THE EXERCISE:
Extend the swarm harvester forum thread past its final post.

EXTRACTED TEXT:
** Start **

# Swarm Harvester



## Bsupplier

The swarm harvester was designed by Cleo Hogan who is a great beekeeper here in Kentucky. This can be used to trap new starts from bee trees or to trap bees from buildings.
The wooden piece (that looks like a tubular rectangle with cross bars attached) is placed over the hole in the bee tree. This is fastened by nailing or strapping. Next open a heavy duty contractor garbage bag. Slice into a flat piece and cut an x in the middle and slide over the piece fitting over the hole in the bee tree. Attach the garbage bag to tree with duct tape. This is just closing off any possible ways for the bees to move but through the tunnel. Next you will need a stand to support the swarm box. An old deer stand works good or build your own support.. Place swarm box over the tunnel. This is in the back of box and is actually a larger tunnel. We have left you slack in case you need it. Next, duct tape around this. Place 3 frames of drawn comb or stores in box to the right of the tunnel.
Immediatley the guard bees will move to the front of the harvester. Allow the bees to get used to the tunnel for a couple of days. After a couple of days return to the harvester and close off the tunnel inside the box. The tunnel has a one way bee escape built into it. Now the bees have to use the escape on there way out but cant return to the tree. When they return from the field they will have to use the drawn comb for depositing there stores and they will. Once these frames are filled and full of bees transfer them to a nuc and add a queen or cell. Replace frames in the harvester. Cleo has taken up to 9 new starts from a single bee tree using this device. If you leave in place you will eventually get the queen or look at it as a sustainable resource and only take a few starts a year. This is beautiful in it's simple, well thought out design. Cat# 890-SH
Thank You


----------



## rockdog200

Thanks I will have to get one soon.


----------



## bluegrass

How does it catch the feral colonies queen if left in place long enough?

** End **

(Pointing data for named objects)
** Start **

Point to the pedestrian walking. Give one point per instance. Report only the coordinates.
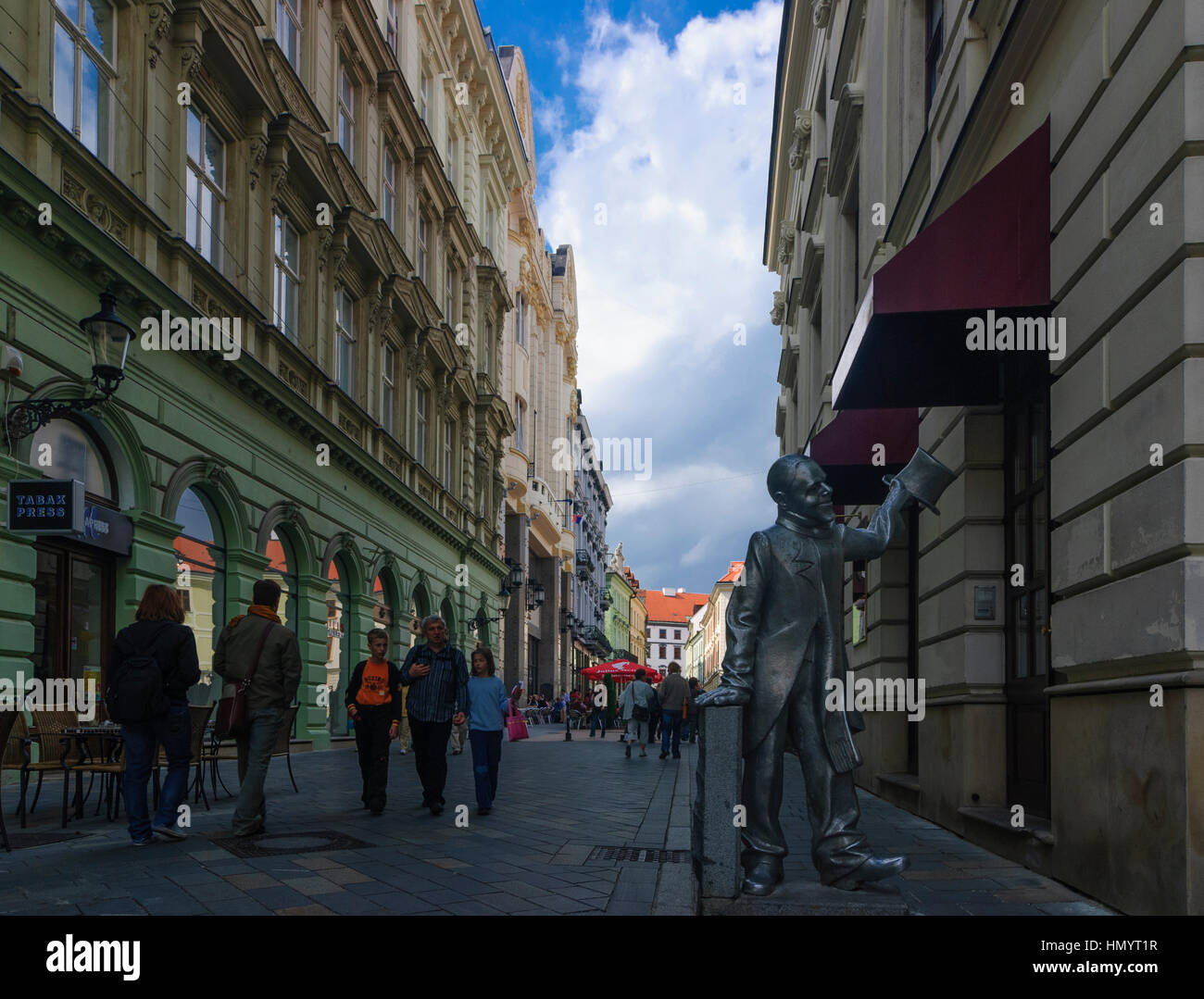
(654, 714)
(373, 701)
(152, 666)
(488, 706)
(437, 678)
(673, 694)
(691, 711)
(633, 709)
(597, 717)
(256, 644)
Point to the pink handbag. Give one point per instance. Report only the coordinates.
(516, 725)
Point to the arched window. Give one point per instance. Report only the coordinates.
(200, 568)
(64, 449)
(282, 566)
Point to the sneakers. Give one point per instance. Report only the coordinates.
(169, 831)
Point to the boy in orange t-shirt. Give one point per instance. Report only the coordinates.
(374, 703)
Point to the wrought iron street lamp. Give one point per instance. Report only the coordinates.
(108, 341)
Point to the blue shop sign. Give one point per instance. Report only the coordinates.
(46, 506)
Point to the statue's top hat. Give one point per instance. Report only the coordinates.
(925, 478)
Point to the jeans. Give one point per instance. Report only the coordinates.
(486, 753)
(430, 756)
(254, 755)
(173, 732)
(372, 725)
(671, 725)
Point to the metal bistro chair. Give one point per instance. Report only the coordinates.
(55, 753)
(199, 717)
(217, 751)
(7, 722)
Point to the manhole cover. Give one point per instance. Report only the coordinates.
(27, 841)
(280, 843)
(638, 854)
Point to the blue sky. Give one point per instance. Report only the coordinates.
(660, 112)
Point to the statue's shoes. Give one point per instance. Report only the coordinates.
(874, 869)
(762, 878)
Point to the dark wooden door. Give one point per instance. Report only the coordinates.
(1027, 615)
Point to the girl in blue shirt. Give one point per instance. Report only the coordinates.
(488, 706)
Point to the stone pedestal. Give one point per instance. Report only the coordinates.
(714, 835)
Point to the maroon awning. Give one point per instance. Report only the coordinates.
(988, 251)
(859, 446)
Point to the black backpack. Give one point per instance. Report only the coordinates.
(136, 690)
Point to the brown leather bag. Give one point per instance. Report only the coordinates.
(232, 718)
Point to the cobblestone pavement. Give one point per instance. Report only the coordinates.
(557, 802)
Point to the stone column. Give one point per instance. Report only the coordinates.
(714, 835)
(311, 631)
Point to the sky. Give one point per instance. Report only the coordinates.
(653, 129)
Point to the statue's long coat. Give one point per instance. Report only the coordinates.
(793, 593)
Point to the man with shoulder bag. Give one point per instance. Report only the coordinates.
(257, 654)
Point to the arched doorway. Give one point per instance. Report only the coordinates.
(420, 606)
(73, 582)
(200, 578)
(282, 566)
(383, 617)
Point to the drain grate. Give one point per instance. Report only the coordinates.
(282, 843)
(638, 854)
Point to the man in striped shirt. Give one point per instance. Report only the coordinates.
(437, 678)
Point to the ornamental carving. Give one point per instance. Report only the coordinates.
(257, 149)
(779, 308)
(785, 242)
(802, 139)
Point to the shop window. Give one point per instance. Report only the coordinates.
(82, 58)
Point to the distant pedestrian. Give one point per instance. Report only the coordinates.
(633, 709)
(437, 678)
(691, 711)
(373, 701)
(257, 643)
(488, 706)
(673, 696)
(654, 714)
(152, 666)
(597, 715)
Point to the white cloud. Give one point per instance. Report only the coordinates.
(681, 169)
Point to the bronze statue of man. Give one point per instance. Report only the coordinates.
(785, 641)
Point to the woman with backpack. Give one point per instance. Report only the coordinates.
(633, 709)
(152, 666)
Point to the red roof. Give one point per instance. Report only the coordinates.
(677, 609)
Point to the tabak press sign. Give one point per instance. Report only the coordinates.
(46, 506)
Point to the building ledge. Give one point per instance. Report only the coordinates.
(999, 819)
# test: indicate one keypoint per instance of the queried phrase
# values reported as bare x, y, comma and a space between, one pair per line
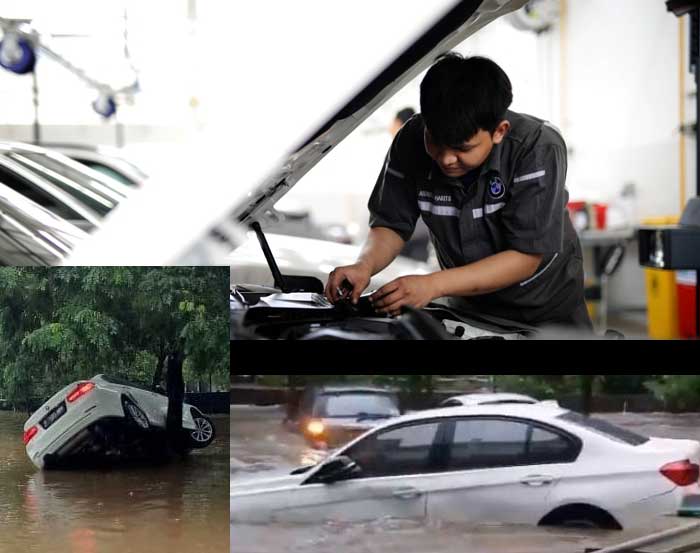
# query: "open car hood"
214, 213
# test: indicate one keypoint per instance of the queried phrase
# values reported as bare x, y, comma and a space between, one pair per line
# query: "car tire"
581, 516
203, 434
135, 415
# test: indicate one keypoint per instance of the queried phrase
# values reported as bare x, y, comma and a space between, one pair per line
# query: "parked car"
31, 234
331, 416
105, 419
486, 399
535, 464
72, 191
107, 161
328, 116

** End **

OUTPUT FOR THIS EXERCISE:
----------



## magnet-man

I don't see how it can get the queen. The queen is only going to leave when the hive swarms and the hive isn't going to swarm if you are taking all of the field bees. This is no different than putting a screen cone on a bee tree and an hive with a queen on a stand next to it. Read about it in an old bee book.


----------



## bluegrass

That is my thought on it.. Not worth much for starts if it is only providing field bees and stores.


----------



## slickbrightspear

would she not eventually come out for food when they run out of honey coming in


----------



## bluegrass

No:
She is fed by other bees. She does not go looking for food, it is brought to her. Once her attendant bees reach about 22 days old they become field bees and will leave the hive... She will then starve for lack of attendants.

It would be a very rare occasion that a queen comes out of a trapped colony.


----------



## Bsupplier

To be honest I have never physically used one of these before.
Iam going by the information provided by the inventor of this, Cleo Hogan.
Cleo has kept bees for over 30 years and speaks with passion about this.
He makes no money on the resale of this product and would have no reason to mislead me. I'm looking forward to finding a bee tree to try this on.
Thank You,
Walter T. Kelley Co.


----------



## charmd2

I ordered one, It looks like a trap out, but I was interested enough in his design to spend the money and give it a shot this summer. I'm sure I will get another one of those "I have bees in my tree" calls..


----------



## magnet-man

> has kept bees for over 30 years and speaks with passion about this.


He may honestly think he will capture the queen. I knew one old beekeeper that still believed in beating on pots and pans would call a swarm down.


----------



## bluegrass

I know an old timer in the mountains who for some reason thinks that the workers are male and refer to them as such :lookout:


----------



## alpha6

magnet-man said:


> I knew one old beekeeper that still believed in beating on pots and pans would call a swarm down.


What??!! This doesn't work??!! :doh:


----------



## Beeslave

If you try anything enough times it will eventually work.


----------



## magnet-man

alpha6 said:


> What??!! This doesn't work??!! :doh:


Well it does work when ever the bees cluster low to the ground.


----------



## Bsupplier

Hi All,
Cleo will be posting on his invention when he returns from vacation in about two weeks. He will clarify any questions you may have about the swarm harvester.
Thank You,
Walter T. Kelley Co.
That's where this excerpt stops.